_What needs to be done_
Write out, word for word, only the lines from the one containing "rear tire in this photo." through the final line of the data.

_Task material_

━━━━━━━━━━━━━━━━━━━━

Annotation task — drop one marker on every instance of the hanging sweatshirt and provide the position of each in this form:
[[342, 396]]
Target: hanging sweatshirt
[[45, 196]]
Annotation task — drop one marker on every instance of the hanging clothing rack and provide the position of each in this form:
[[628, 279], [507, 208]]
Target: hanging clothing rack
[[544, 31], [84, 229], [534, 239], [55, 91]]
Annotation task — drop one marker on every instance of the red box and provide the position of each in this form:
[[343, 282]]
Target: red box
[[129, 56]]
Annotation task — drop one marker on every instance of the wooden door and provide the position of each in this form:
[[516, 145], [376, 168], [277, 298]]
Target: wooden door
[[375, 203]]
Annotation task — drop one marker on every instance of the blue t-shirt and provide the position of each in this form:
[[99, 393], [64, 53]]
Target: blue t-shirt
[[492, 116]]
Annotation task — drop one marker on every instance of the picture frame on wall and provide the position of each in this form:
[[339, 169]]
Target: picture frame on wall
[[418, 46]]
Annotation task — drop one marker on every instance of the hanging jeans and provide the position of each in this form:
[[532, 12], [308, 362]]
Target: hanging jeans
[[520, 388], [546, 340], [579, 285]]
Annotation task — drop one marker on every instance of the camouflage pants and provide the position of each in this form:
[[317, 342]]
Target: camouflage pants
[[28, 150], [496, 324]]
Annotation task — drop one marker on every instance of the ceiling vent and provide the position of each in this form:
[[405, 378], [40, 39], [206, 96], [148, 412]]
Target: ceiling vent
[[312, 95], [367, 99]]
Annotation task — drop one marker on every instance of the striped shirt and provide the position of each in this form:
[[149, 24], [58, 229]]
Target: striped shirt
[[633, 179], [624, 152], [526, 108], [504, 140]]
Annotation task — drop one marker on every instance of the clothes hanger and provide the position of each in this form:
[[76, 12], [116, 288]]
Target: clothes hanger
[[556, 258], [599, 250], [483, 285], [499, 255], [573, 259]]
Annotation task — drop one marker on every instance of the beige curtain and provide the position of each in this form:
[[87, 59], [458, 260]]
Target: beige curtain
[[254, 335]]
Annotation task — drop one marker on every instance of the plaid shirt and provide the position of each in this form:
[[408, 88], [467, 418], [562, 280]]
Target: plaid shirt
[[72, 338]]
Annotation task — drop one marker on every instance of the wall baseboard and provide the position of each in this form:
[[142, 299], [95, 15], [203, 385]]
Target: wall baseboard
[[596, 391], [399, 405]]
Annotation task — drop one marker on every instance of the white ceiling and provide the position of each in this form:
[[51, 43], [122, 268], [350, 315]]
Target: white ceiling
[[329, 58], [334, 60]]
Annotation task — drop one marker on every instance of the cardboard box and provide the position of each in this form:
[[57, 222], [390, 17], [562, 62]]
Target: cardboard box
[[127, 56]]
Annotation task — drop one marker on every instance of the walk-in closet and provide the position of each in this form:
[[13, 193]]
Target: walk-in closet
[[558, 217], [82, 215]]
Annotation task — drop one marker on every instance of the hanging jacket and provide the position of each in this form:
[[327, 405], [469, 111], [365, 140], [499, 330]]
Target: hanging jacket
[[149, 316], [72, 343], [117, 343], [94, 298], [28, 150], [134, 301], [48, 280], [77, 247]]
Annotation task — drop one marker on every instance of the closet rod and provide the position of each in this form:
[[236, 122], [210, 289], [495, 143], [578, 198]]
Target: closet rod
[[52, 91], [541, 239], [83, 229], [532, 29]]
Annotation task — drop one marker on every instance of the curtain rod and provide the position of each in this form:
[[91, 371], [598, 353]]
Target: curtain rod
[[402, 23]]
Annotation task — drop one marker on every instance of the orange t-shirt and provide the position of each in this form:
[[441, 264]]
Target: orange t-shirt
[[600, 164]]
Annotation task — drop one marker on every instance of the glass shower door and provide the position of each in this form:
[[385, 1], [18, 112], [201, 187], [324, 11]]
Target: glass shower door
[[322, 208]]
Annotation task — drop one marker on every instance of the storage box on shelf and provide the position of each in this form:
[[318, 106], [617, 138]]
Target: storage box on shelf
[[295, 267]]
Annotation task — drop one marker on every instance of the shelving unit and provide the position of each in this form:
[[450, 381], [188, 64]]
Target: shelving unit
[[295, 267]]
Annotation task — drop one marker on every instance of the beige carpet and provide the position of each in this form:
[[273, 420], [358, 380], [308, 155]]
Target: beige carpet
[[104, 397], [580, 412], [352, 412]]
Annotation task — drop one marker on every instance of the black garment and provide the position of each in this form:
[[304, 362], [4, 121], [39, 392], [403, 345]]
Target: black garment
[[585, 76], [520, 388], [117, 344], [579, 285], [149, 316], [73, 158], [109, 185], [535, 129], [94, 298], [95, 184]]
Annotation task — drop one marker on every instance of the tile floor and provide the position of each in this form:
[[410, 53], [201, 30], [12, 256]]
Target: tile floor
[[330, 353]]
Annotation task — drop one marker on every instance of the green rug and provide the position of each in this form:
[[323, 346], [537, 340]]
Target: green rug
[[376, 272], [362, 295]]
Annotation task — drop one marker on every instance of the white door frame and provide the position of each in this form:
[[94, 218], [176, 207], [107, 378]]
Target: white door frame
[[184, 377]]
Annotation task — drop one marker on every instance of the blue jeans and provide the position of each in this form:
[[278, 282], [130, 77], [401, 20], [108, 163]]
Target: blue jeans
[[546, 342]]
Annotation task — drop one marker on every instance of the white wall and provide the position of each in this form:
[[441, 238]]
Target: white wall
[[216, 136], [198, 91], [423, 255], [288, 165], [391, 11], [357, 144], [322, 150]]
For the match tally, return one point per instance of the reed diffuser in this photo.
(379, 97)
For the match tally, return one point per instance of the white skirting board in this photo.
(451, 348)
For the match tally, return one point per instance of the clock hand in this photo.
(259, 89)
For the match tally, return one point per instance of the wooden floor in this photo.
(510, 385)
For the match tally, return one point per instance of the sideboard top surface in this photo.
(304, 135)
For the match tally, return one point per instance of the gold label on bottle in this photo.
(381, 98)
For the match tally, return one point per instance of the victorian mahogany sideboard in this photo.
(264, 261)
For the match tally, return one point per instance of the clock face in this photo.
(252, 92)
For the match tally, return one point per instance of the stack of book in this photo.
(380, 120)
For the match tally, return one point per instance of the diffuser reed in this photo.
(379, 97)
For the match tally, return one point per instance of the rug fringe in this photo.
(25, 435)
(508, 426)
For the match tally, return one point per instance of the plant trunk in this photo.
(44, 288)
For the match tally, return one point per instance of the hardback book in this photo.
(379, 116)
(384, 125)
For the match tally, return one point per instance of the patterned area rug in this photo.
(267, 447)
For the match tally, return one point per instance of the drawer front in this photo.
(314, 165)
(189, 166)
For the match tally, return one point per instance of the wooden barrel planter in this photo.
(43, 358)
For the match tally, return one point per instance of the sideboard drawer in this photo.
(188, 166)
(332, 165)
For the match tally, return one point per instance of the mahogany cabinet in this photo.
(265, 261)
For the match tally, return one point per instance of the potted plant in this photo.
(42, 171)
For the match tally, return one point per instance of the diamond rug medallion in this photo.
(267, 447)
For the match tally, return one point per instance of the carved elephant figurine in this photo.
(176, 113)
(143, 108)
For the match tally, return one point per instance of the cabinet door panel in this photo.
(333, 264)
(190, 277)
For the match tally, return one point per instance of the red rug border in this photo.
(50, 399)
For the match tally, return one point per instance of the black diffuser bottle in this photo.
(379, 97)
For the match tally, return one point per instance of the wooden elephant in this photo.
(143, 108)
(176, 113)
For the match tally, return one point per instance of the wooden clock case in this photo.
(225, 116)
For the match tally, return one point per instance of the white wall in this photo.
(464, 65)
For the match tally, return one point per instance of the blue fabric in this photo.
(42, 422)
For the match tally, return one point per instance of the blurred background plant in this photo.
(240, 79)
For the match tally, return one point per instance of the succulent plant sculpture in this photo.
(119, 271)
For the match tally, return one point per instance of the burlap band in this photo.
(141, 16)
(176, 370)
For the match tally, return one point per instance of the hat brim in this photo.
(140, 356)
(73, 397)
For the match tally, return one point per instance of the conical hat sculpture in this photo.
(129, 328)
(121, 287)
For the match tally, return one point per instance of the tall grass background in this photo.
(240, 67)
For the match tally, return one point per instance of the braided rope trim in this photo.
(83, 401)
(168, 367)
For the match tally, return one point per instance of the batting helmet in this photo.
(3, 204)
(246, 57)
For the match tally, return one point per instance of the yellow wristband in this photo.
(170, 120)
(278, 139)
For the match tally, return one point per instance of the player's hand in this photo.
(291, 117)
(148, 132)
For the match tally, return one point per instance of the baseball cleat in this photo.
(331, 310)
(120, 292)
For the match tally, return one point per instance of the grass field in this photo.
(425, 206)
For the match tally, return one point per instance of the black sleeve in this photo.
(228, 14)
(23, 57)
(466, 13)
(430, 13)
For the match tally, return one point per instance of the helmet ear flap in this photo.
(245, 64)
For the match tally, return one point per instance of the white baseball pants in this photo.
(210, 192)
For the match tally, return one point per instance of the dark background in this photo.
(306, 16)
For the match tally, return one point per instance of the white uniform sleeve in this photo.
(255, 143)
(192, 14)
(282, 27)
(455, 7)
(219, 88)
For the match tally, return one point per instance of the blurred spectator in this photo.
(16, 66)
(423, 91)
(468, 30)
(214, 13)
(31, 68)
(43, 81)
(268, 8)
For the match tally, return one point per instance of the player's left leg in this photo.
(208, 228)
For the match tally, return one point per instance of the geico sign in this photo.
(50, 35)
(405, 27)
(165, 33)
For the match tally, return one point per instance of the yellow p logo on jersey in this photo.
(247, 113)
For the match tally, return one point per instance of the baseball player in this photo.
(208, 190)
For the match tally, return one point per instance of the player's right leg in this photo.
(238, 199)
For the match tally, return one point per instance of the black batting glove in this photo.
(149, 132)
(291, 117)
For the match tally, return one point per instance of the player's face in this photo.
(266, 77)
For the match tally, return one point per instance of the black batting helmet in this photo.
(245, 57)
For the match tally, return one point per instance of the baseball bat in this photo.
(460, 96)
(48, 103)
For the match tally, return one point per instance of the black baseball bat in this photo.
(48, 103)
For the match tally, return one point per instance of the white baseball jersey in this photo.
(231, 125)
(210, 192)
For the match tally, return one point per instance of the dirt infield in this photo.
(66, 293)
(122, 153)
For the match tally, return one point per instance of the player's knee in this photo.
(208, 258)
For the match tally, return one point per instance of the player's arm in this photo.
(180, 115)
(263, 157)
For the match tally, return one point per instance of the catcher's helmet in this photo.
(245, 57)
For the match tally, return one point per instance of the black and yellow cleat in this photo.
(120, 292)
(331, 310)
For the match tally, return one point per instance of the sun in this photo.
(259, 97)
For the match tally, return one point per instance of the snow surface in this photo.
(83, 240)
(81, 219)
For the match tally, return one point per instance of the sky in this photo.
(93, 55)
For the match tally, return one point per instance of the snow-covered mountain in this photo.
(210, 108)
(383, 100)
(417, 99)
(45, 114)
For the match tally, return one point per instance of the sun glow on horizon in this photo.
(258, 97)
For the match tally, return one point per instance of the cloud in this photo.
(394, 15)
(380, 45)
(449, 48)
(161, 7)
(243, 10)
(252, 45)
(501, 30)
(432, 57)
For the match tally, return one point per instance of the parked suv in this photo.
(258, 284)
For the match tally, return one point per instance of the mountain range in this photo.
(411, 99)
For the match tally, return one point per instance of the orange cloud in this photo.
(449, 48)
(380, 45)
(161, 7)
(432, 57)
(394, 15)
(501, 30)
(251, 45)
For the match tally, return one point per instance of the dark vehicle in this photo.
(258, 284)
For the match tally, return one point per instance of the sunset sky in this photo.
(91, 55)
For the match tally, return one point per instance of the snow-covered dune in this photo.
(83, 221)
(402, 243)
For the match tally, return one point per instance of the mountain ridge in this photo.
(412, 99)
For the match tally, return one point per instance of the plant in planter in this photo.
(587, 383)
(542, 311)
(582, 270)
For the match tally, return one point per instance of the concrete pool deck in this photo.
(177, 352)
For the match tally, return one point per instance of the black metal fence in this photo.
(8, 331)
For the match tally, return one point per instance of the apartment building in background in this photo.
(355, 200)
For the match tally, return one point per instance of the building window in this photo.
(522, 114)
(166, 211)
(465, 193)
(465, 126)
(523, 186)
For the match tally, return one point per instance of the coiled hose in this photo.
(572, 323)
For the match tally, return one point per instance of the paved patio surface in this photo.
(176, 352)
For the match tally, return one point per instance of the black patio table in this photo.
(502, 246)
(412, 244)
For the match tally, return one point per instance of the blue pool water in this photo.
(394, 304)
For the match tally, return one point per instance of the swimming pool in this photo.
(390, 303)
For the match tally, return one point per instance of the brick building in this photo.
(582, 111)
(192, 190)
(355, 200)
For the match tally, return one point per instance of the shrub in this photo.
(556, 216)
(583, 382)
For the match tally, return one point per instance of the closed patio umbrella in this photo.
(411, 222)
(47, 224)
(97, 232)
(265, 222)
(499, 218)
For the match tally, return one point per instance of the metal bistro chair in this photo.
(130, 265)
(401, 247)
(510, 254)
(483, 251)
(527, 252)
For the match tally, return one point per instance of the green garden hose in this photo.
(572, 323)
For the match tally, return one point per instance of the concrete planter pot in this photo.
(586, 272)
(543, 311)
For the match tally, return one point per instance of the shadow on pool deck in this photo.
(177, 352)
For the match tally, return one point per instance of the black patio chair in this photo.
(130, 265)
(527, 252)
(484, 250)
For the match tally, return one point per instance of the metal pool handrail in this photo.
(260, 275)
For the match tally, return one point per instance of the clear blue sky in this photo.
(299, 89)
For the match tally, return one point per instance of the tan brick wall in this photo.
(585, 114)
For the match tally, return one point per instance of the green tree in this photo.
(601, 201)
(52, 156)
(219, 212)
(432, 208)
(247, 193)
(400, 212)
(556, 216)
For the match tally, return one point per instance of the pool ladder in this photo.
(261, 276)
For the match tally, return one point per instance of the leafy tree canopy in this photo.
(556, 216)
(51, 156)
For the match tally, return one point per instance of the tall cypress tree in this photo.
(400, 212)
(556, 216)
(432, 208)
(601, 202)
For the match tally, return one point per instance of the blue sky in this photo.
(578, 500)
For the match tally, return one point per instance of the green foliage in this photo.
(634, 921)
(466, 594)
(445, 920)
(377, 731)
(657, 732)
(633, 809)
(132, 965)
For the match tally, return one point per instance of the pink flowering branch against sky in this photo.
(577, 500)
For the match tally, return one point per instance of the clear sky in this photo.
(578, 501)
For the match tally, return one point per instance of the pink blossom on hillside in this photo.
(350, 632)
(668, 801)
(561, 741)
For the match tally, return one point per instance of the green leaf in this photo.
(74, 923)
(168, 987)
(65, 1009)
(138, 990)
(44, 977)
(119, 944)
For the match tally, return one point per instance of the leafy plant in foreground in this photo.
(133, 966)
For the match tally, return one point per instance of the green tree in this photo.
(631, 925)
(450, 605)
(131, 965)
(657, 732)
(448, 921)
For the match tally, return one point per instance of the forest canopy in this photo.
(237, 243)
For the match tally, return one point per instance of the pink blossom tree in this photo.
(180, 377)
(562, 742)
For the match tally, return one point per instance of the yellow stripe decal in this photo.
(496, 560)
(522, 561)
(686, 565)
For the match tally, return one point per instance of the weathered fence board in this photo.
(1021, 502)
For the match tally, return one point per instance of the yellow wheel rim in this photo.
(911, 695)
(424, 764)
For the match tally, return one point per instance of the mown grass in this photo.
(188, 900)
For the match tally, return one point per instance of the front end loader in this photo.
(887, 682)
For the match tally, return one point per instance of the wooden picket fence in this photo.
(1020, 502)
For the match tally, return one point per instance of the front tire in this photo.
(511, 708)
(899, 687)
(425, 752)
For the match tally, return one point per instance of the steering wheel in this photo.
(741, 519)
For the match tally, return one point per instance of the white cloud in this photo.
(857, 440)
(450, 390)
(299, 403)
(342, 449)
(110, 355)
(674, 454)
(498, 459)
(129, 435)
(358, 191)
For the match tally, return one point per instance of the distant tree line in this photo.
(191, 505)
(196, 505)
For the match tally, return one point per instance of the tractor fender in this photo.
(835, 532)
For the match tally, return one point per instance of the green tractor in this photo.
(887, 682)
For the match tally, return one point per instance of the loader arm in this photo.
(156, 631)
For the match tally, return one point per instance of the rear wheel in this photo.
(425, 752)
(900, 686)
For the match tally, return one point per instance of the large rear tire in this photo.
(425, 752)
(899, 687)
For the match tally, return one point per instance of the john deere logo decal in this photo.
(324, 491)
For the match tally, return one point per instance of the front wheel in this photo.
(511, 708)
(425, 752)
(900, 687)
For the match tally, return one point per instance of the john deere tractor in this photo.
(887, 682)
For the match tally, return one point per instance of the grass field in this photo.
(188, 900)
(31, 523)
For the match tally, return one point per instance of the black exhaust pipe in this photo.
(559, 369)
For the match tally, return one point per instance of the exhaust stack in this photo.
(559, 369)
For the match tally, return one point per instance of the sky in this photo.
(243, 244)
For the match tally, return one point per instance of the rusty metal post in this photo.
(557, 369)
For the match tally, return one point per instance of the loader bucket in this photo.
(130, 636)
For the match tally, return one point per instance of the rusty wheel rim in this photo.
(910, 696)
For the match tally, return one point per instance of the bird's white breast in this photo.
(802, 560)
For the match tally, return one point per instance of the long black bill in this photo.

━━━━━━━━━━━━━━━━━━━━

_Finished answer_
For the match tally, return one point per instance of the large rear tire in this photo.
(425, 752)
(899, 687)
For the match tally, return one point per instance of the john deere logo decal in this photo.
(324, 491)
For the match tally, return one point per instance of the front wheel in this photo.
(511, 708)
(425, 752)
(900, 687)
For the match tally, return one point per instance of the john deere tractor in this photo.
(887, 682)
For the match tally, return one point per instance of the grass field in this photo.
(188, 900)
(31, 523)
For the match tally, return one point per instance of the black exhaust pipe in this photo.
(559, 369)
For the match tally, return one point per instance of the exhaust stack in this photo.
(559, 369)
For the match tally, return one point per instance of the sky in this photo.
(243, 244)
For the match tally, return one point per instance of the rusty metal post in this photo.
(557, 369)
For the match tally, return one point per instance of the loader bucket in this photo.
(130, 636)
For the match tally, return one point per instance of the rusty wheel rim in this photo.
(910, 696)
For the match tally, return one point per instance of the bird's white breast in this photo.
(802, 560)
For the match tally, return one point per instance of the long black bill in this photo.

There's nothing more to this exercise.